■ **WORK TO BE COMPLETED**
Exactly reproduce the lines from the one holding "Target phrase = red sign" through the final line of the listing below, with both ends included and nothing else.

■ **GIVEN RECORDS**
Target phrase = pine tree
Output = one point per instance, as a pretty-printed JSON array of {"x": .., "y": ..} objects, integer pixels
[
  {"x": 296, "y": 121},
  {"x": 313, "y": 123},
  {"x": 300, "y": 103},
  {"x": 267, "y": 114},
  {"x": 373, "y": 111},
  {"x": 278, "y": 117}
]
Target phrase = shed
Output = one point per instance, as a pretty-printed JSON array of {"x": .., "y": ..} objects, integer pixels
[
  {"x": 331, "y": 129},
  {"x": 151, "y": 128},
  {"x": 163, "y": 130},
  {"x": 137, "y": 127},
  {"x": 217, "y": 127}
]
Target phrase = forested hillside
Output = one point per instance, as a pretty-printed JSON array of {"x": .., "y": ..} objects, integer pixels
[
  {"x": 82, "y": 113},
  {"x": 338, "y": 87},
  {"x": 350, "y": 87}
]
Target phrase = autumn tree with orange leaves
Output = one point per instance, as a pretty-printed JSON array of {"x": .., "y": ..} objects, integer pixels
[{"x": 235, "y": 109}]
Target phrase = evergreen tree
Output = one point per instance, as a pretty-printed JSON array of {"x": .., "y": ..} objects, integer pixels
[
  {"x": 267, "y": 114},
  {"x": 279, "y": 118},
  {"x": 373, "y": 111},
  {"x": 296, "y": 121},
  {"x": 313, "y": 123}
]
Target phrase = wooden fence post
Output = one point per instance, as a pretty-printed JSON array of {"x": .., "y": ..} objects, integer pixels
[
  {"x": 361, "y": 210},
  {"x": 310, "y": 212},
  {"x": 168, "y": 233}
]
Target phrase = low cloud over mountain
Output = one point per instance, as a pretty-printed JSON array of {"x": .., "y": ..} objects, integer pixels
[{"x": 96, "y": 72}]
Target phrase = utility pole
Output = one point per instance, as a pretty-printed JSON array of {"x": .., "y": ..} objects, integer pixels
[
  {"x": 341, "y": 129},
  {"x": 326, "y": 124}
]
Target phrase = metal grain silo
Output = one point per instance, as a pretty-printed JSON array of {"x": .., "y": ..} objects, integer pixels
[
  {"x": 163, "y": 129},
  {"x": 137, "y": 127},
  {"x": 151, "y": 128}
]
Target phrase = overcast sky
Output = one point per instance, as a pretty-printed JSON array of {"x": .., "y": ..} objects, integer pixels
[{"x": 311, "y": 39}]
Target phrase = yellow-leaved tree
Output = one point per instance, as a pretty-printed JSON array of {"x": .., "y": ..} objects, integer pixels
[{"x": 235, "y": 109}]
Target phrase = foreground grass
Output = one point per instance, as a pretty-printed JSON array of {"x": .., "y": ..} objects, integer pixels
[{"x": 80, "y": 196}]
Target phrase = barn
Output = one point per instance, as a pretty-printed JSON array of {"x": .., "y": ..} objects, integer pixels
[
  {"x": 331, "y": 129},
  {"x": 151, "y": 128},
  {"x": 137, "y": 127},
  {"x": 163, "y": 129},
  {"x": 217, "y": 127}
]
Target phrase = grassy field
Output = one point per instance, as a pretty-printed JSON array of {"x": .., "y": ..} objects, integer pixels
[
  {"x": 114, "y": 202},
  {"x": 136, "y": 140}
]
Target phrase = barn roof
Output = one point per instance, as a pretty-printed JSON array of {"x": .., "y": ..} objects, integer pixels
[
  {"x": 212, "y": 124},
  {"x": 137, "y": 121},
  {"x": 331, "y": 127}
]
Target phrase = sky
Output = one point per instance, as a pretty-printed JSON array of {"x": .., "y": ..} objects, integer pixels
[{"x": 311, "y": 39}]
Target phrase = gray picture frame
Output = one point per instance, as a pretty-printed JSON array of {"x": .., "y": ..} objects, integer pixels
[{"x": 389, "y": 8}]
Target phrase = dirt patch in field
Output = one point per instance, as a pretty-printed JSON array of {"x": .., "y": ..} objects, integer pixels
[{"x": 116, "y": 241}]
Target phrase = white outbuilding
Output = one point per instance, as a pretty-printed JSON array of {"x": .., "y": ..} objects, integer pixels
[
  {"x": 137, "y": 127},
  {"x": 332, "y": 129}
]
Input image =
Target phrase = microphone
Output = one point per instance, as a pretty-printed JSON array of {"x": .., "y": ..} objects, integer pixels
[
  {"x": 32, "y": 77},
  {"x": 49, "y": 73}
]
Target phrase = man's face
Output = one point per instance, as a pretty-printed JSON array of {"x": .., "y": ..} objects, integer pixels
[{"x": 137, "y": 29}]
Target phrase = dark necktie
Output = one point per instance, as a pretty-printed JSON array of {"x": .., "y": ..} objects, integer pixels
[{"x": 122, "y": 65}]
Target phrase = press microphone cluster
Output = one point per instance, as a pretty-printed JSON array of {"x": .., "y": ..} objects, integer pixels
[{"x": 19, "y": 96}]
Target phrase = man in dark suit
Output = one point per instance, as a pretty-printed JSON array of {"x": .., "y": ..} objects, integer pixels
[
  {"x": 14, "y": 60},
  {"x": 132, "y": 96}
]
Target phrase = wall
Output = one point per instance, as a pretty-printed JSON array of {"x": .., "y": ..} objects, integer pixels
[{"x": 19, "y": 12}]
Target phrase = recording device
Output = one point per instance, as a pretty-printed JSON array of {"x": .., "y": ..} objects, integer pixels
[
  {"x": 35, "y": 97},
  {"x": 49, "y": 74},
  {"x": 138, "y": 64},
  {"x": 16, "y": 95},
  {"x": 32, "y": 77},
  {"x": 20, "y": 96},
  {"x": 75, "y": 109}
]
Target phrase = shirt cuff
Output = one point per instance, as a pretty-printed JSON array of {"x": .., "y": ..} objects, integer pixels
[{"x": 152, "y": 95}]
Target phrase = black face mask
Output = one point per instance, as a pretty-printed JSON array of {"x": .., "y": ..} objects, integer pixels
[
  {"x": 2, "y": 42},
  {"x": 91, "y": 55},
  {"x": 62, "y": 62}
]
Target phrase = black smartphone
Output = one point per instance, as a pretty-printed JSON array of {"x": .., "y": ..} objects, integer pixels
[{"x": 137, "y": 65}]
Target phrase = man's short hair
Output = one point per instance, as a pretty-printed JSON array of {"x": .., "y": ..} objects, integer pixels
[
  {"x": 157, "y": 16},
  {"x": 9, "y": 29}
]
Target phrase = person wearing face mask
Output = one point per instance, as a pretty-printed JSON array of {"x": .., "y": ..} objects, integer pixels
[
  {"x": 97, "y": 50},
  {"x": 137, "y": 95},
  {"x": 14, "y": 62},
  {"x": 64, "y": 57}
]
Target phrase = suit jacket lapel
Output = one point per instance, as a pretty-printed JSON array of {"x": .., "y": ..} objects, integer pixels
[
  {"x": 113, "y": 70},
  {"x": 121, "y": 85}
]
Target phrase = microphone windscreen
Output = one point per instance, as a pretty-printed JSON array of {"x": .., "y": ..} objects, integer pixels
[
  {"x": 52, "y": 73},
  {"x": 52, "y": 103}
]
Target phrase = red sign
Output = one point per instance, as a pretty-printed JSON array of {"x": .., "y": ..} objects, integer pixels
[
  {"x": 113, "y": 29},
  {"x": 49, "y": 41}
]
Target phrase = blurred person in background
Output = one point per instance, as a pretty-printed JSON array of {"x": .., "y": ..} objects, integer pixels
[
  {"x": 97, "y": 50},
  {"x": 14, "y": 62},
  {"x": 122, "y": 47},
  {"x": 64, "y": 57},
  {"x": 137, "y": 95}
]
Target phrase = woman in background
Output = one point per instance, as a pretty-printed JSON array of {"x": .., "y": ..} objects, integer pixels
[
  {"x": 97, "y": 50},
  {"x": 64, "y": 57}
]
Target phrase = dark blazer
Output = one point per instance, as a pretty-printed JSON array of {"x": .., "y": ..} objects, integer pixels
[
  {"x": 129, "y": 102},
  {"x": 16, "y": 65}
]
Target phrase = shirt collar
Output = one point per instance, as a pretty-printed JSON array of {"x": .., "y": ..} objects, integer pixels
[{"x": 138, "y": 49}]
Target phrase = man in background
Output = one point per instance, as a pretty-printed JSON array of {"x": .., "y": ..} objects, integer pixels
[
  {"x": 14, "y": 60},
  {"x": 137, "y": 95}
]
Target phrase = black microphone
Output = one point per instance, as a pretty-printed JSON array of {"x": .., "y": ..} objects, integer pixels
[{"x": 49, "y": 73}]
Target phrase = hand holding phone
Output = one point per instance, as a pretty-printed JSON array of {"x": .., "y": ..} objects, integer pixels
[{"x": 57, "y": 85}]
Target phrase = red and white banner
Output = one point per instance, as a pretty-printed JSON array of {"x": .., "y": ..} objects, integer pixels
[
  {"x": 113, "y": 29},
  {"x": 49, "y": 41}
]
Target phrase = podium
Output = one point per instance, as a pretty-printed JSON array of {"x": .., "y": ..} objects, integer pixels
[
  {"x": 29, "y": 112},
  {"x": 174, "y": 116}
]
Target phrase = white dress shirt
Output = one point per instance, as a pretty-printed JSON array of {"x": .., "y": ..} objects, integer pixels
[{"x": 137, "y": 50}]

■ **SOLUTION FOR THIS EXERCISE**
Target phrase = red sign
Output = one point per instance, as a pretty-printed JSON array of {"x": .., "y": ..} objects, integer pixels
[
  {"x": 113, "y": 29},
  {"x": 49, "y": 41}
]
Target phrase = blurred person in background
Output = one point per instance, as a pretty-printed JSON array of {"x": .., "y": ..} objects, integer pixels
[
  {"x": 97, "y": 50},
  {"x": 14, "y": 62},
  {"x": 122, "y": 47},
  {"x": 64, "y": 57},
  {"x": 137, "y": 95}
]
Target phrase = woman in background
Output = one point per instance, as a pretty-printed JSON array of {"x": .., "y": ..} objects, integer pixels
[
  {"x": 97, "y": 50},
  {"x": 64, "y": 57}
]
Target phrase = dark blazer
Output = one point per instance, as a pretty-printed JSON array of {"x": .., "y": ..} objects, integer pixels
[
  {"x": 129, "y": 102},
  {"x": 16, "y": 65}
]
Target phrase = shirt collar
Output = one point per instance, as a pretty-printed JSON array of {"x": .., "y": ..} objects, integer pixels
[{"x": 138, "y": 49}]
Target phrase = man in background
Output = one point per instance, as a pretty-printed JSON array of {"x": .., "y": ..} objects, integer pixels
[
  {"x": 14, "y": 60},
  {"x": 137, "y": 95}
]
Target phrase = black microphone
Output = one point per instance, as a pretty-printed JSON array of {"x": .., "y": ..} objects, integer pixels
[{"x": 49, "y": 73}]
Target phrase = hand holding phone
Output = one point per instance, as a pretty-printed JSON array of {"x": .., "y": ..} objects, integer pixels
[{"x": 57, "y": 85}]
Target phrase = red and white banner
Output = one point per instance, as a pretty-printed JSON array of {"x": .., "y": ..} objects, integer pixels
[
  {"x": 113, "y": 29},
  {"x": 49, "y": 41}
]
Target phrase = podium
Output = one point per instance, as a pretty-printed JSON array of {"x": .., "y": ..} objects, integer pixels
[
  {"x": 29, "y": 112},
  {"x": 174, "y": 116}
]
Target phrase = white dress shirt
Output = one point per instance, as a pretty-printed JSON array of {"x": .., "y": ..} objects, integer pixels
[{"x": 137, "y": 50}]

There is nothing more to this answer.